• _Written problem A_: According to the forum thread about the OpenDocHTMLImport plugin, why is there no need to worry about UTF-8 versus UTF-16 for file names?
• _Written problem B_:
Answer these questions from the forum thread about the OpenDocHTMLImport plugin:
(i) What kind of characters did bravosx add in a section of the test.epub file?
(ii) Which chapters does st_albert's uploaded sample of the novel contain?
(iii) What name does the convertFile2UTF8 function give its temporary output file?

• _Text passage_:
_ _ _ _ _ _ _

[Plugin] OpenDocHTMLImport - Full ODF HTML(Writer) conversion to epub - Page 5

KevinH · 01-15-2017, 09:42 AM

Quote:

Originally Posted by slowsmile

@Kevin & @DiapDealer.
I found out that the Windows NTFS file system(used on Windows 7, 8 & 10) uses UTF16 for all file names.

See Doitsus test case. It works properly.

No worries about utf-8 vs utf-16, as both encodings can encode every codepoint in the full unicode. That is simply not true of any of the single byte encodings.

So somehow you are reading or writing filenames/paths as latin 1 encodings.

I will take a look a look at it.

KevinH

bravosx · 01-15-2017, 09:53 AM

@Doitsu...
To your file test.epub allowed myself to add a section with Polish characters in the tests.

Regards bravosx

st_albert · 01-15-2017, 11:28 AM

Quote:

Originally Posted by slowsmile

@st_albert...

If that doesn't cure your problem, could you please attach your html file and attach the equivalent in an ODT file in your next post showing just the problem area -- consisting of just one complete chapter with heading -- in your next post so I can have a look at the formatting? .

Still no joy. I will attach the files below, in a zip archive.

By the way, the novel is copyrighted, but I have permission from the publisher to upload this sample, which contains only the first three chapters. The .html and .odt files contain the frontmatter, which is properly included in the .epub, and the first three chapters, which are not included (although they appear in the toc.ncx and contents.xhtml as they should).

Hope this helps.

Albert

KevinH · 01-15-2017, 02:01 PM

@slowsmile

Quick question .. why do you need to use bs4 to convert to utf8 here?

Code:

def convertFile2UTF8(wdir, file, encoder):
    """ Converts input file to utf-8 format
    """
    print(' -- Convert input file to utf-8 if required')
    
    original_filename = file
    output = wdir + os.sep + 'fix_encoding.htm'
    outfp = open(output, 'wt', encoding=('utf-8'))
    html = open(file, 'rt', encoding=encoder).read()  
    
    # safely convert to unicode utf-8 using bs4
    soup = BeautifulSoup(html, 'html.parser')
    outfp.writelines(str(soup))
    
    outfp.close()          
    os.remove(file)
    shutil.copy(output, file)        
    os.remove(output)
    
    return(file)

It seems a strange way to do the conversion when you know the encoding.

A short way to handle this might be to use the built in text encoding conversion when writing to and reading from files as so

Code:

    with open(file, 'rt', encoding=encoder) as f1:
        htmldat=f1.read()  
    with open(wdir + os.sep + 'fix_encoding.htm', 'wt', encoding=('utf-8')) as f2:
       f2.write(htmldat)

Or you can read in the file as bytes with binary and write it back as utf-8 using the built in bytes .decode() and string .encode() python capability:

Code:

    htmldat = open(file, 'rb').read()
    # decode converts bytes to string
    htmlstr = htmldat.decode(encoder)
    # encode converts a string to bytes in that encoding
    with open(file, 'wb') as f:
        f.write(htmlstr.encode('utf-8'))

_ _ _ _ _ _ _

• _Dataset records_:
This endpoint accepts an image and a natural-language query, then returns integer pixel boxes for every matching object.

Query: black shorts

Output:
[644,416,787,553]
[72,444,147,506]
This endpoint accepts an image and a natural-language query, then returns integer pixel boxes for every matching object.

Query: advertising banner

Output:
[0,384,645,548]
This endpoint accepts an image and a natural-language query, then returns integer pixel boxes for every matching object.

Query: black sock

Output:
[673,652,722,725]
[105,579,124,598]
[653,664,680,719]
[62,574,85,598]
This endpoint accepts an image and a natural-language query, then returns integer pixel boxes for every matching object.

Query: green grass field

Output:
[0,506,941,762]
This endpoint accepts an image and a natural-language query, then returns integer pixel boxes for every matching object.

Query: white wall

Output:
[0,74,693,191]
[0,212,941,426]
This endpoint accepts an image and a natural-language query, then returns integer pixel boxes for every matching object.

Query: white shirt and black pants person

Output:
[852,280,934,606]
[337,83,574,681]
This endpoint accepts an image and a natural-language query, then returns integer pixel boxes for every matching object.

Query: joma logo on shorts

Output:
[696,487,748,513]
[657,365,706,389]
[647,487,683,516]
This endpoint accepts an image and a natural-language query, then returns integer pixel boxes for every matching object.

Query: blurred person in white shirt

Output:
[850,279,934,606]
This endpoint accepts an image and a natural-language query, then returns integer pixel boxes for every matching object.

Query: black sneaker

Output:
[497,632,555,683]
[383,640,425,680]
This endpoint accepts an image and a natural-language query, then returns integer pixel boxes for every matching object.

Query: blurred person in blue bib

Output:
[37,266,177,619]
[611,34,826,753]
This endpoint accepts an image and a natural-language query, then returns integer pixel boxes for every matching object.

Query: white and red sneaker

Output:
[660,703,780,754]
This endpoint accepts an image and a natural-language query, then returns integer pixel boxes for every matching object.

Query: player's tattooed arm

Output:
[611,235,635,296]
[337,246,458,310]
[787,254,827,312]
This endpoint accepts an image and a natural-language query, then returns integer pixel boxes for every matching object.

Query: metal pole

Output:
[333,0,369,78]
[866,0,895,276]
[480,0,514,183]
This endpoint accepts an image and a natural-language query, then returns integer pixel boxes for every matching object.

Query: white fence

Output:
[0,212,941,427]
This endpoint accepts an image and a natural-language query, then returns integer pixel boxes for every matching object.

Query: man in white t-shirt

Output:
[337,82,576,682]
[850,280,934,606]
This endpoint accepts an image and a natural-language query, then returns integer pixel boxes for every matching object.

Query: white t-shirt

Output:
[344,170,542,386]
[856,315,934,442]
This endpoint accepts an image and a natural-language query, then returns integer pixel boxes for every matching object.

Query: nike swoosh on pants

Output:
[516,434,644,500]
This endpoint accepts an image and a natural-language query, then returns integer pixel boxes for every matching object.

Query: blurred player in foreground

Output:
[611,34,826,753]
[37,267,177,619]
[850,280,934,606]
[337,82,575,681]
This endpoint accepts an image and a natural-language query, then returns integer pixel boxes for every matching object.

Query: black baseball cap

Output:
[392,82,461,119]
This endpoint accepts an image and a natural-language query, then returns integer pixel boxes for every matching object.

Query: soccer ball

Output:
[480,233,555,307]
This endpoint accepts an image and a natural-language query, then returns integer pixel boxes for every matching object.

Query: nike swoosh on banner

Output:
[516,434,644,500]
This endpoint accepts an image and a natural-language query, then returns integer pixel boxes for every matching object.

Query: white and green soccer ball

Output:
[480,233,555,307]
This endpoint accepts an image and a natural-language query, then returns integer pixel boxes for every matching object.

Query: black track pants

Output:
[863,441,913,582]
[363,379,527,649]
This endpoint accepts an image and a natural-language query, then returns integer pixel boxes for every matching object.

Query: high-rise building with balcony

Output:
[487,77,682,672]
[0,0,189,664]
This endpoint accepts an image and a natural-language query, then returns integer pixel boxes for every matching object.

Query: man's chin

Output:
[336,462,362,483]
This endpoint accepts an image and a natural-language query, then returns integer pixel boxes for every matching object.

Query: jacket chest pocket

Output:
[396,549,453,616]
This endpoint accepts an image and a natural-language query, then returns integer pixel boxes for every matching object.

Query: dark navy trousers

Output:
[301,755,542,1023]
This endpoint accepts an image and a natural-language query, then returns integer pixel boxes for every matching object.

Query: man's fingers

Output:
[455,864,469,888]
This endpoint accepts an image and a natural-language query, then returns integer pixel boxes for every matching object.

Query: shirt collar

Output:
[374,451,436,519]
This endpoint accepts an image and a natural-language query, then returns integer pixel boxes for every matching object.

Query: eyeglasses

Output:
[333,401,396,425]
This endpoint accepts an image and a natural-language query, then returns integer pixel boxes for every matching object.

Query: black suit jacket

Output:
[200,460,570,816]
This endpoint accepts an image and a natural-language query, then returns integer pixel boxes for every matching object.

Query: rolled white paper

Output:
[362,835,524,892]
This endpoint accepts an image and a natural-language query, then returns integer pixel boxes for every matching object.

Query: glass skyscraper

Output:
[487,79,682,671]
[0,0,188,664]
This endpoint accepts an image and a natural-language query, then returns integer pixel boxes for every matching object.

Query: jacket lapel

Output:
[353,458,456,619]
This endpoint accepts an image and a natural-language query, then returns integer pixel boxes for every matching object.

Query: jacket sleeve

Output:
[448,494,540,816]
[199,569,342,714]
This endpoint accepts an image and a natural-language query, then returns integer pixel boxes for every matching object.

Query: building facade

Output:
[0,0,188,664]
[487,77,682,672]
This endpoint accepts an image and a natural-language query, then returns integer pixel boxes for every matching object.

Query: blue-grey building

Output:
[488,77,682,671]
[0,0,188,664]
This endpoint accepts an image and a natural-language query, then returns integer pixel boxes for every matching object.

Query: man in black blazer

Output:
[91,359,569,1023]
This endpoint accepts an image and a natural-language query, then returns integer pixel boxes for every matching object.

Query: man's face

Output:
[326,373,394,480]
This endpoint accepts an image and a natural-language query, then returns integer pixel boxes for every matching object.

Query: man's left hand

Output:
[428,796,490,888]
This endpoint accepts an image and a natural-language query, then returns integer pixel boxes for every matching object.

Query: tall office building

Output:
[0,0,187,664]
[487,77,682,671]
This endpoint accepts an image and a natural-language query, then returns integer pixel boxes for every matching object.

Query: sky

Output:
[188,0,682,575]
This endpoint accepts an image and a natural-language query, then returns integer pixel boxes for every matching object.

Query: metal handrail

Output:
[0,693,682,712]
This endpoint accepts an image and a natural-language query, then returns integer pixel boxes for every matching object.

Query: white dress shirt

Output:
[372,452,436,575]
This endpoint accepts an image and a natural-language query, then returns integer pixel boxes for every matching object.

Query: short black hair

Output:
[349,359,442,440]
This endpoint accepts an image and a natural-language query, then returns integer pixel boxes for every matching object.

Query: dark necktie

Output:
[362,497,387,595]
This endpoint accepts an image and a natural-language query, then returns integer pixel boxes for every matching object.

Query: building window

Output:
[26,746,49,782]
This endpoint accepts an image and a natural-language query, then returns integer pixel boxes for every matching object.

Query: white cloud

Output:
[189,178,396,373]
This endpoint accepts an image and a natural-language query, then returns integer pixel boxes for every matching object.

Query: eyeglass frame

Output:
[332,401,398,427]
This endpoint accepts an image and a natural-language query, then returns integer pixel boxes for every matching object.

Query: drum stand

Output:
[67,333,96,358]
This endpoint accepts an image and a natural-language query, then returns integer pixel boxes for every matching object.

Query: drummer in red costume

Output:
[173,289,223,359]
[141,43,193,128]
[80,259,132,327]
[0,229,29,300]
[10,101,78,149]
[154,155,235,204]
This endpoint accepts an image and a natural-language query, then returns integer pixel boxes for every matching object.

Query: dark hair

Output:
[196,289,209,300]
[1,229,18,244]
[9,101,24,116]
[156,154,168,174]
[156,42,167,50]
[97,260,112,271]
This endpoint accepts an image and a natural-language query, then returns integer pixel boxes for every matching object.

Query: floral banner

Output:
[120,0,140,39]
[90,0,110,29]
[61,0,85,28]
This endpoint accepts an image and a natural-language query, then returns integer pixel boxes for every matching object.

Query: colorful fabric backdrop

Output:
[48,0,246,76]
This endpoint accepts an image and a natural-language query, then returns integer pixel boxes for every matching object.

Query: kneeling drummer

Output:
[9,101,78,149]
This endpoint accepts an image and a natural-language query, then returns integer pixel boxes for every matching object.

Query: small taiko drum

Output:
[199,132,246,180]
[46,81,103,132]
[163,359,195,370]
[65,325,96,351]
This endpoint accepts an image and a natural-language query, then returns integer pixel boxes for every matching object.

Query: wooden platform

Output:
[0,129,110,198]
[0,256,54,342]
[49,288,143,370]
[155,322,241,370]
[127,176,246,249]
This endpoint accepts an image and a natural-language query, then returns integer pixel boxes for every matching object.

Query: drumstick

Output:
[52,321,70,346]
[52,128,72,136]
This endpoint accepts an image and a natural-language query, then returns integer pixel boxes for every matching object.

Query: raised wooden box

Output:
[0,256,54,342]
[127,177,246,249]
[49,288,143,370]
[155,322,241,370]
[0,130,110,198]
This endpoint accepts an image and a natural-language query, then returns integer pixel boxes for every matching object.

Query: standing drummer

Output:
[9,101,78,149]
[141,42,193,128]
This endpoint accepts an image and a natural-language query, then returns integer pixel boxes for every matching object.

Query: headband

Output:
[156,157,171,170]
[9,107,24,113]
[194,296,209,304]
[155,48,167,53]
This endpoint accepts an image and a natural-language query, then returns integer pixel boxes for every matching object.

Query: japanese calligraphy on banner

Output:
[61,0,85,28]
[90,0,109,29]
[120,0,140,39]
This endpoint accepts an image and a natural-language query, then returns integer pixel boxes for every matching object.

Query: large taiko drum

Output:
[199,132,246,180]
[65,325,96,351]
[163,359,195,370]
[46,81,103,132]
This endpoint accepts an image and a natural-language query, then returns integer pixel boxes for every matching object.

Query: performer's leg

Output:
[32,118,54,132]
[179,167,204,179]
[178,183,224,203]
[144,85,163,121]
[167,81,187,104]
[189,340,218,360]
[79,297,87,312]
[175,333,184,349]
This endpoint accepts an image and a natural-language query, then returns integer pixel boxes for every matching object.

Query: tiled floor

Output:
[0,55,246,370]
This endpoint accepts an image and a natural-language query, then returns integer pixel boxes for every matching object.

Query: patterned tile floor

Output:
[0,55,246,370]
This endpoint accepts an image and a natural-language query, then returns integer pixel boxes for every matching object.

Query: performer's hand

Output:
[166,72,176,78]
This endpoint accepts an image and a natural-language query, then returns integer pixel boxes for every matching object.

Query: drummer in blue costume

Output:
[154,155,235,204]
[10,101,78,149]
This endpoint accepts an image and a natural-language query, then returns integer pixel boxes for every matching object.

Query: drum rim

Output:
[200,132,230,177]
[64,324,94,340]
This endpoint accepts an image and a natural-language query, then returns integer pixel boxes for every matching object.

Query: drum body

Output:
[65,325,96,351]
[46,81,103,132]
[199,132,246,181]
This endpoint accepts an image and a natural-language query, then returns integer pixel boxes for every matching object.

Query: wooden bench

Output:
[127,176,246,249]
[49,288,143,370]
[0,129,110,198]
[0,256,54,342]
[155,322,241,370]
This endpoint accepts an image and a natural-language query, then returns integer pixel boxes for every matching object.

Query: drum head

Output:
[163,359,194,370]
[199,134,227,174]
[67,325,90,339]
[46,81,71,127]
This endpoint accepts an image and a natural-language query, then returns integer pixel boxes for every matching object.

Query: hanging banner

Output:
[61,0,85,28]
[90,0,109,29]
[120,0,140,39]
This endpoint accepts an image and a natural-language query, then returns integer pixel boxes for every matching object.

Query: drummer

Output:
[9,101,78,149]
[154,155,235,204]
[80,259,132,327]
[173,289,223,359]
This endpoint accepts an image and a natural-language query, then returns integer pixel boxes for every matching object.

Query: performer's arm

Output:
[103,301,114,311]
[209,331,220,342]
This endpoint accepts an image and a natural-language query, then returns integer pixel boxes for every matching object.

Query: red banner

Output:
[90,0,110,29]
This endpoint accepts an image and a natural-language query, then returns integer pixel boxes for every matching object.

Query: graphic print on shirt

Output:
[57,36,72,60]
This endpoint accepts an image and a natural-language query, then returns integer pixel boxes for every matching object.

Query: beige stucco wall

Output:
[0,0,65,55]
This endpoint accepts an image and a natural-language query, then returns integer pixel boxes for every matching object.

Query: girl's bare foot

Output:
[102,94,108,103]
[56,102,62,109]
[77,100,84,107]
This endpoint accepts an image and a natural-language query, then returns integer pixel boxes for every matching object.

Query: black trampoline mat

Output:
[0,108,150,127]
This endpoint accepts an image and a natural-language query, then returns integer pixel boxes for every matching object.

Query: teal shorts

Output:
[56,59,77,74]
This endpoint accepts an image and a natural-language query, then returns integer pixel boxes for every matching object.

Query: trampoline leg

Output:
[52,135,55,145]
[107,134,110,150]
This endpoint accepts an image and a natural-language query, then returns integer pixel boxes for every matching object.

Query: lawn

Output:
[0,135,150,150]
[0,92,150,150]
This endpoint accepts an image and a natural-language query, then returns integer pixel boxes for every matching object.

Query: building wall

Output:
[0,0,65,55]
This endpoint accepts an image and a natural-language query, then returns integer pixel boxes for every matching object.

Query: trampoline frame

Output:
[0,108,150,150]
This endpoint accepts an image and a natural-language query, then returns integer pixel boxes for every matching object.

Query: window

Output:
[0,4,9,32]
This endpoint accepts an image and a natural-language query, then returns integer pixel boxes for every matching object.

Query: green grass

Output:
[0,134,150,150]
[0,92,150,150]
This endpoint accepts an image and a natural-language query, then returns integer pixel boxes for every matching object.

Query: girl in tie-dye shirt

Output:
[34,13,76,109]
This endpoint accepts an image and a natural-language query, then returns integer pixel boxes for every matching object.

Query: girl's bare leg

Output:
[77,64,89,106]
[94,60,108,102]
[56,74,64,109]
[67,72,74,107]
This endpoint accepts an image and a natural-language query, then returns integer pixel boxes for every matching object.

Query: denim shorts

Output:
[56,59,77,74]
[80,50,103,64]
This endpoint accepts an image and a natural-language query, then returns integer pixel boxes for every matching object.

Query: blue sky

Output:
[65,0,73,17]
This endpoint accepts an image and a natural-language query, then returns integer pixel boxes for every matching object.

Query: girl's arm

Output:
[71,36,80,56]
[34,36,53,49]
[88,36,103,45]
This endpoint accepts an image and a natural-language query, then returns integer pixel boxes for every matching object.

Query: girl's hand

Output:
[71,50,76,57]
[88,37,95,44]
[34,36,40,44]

_ _ _ _ _ _ _

• _Complete output A_: Both UTF-8 and UTF-16 can encode every codepoint in the full Unicode range, which is not true of any single-byte encoding. The problem must therefore come from filenames or paths being read or written as Latin-1.

• _Complete output B_:
(i) Polish characters.
(ii) The first three chapters.
(iii) fix_encoding.htm